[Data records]
=-=-=-=-=

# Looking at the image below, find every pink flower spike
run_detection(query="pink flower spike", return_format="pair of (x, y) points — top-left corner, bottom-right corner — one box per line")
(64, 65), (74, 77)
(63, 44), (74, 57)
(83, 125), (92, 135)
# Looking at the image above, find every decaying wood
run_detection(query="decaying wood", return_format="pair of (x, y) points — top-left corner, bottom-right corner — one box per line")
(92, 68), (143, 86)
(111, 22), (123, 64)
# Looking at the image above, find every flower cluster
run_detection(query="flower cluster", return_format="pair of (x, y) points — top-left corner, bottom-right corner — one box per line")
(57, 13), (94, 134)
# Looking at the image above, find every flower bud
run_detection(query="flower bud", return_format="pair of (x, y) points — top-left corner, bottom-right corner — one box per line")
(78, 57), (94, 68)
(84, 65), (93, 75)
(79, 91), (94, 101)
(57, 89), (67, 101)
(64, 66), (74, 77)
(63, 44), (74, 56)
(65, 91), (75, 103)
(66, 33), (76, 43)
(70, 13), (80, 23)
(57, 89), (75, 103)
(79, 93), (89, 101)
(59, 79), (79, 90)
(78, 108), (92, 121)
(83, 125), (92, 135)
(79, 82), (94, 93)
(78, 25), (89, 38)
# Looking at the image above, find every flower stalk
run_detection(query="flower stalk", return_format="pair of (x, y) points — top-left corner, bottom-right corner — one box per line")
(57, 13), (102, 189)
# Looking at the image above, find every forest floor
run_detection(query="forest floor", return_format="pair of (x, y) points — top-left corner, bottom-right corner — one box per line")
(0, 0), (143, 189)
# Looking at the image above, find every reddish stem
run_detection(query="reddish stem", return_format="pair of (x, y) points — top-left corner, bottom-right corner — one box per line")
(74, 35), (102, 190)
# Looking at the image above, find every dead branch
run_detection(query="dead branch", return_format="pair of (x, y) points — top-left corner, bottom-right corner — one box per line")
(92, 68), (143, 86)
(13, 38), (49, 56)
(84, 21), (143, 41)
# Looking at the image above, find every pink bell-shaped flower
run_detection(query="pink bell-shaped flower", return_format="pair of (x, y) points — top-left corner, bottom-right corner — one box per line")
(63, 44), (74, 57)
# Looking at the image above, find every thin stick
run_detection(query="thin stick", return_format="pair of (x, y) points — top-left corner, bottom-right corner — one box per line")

=-=-=-=-=

*BRIEF:*
Could you copy exactly the lines from the first line of the records above through the line containing "# Looking at the image above, find every flower bud", both included, and nothing else?

*OUTPUT OF THE TASK:*
# Looking at the image below, find every pink flower spike
run_detection(query="pink flower spike", return_format="pair of (x, y) points — top-left corner, bottom-right corner — one box per line")
(64, 65), (74, 77)
(63, 44), (74, 57)
(83, 125), (92, 135)
# Looking at the image above, find every decaying wood
run_detection(query="decaying wood", return_format="pair of (x, y) points — top-left corner, bottom-right corner — one box per line")
(92, 68), (143, 86)
(111, 22), (123, 64)
# Looking at the image above, find every flower cluster
run_detection(query="flower cluster", return_format="pair of (x, y) points — top-left corner, bottom-right corner — one box per line")
(57, 13), (94, 134)
# Looking at the image above, find every flower bud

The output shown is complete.